___ Records shown ___

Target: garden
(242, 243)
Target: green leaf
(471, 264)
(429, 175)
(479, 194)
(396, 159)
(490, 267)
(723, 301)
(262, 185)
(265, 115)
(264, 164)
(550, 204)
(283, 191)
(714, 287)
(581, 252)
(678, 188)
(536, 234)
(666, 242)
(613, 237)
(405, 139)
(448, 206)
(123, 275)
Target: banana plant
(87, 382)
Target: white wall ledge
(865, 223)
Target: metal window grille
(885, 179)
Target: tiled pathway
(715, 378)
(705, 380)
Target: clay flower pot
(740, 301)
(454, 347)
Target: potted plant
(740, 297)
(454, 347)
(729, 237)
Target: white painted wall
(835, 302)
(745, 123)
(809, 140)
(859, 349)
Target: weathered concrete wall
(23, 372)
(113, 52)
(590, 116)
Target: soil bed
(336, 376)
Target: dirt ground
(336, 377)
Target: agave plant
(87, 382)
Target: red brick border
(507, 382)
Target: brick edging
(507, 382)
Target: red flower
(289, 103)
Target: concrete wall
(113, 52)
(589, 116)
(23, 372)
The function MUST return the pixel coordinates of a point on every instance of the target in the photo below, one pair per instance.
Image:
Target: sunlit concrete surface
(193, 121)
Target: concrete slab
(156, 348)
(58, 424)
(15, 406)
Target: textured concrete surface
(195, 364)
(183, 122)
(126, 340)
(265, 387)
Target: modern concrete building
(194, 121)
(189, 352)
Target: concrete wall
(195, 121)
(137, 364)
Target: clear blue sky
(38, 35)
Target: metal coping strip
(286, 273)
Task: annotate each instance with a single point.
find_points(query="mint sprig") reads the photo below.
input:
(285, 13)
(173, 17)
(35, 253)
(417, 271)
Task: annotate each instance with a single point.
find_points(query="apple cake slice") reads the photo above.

___

#### Work to do:
Reproduce the listing without alteration, from the line containing "Target: potted plant" through the end of the listing, both ends inclusive.

#### Result:
Target: potted plant
(740, 297)
(454, 347)
(729, 237)
Target: white painted wall
(835, 302)
(745, 123)
(809, 140)
(859, 349)
Target: weathered concrete wall
(23, 372)
(113, 52)
(590, 116)
Target: soil bed
(336, 376)
Target: dirt ground
(336, 377)
Target: agave plant
(87, 382)
Target: red brick border
(507, 382)
Target: brick edging
(507, 382)
Target: red flower
(289, 103)
Target: concrete wall
(113, 52)
(589, 116)
(23, 372)
The function MUST return the pixel coordinates of a point on every instance of the target in the photo below, one pair per instance.
Image:
Target: sunlit concrete surface
(193, 121)
Target: concrete slab
(156, 348)
(58, 424)
(15, 406)
Target: textured concrete surface
(195, 364)
(183, 122)
(126, 340)
(265, 387)
Target: modern concrete building
(194, 121)
(189, 352)
Target: concrete wall
(195, 121)
(137, 364)
Target: clear blue sky
(38, 35)
Target: metal coping strip
(286, 273)
Task: annotate each instance with a single point.
find_points(query="mint sprig") reads the photo below.
input:
(285, 13)
(173, 17)
(35, 253)
(417, 271)
Task: annotate each instance with a single point.
find_points(query="apple cake slice") reads the photo above.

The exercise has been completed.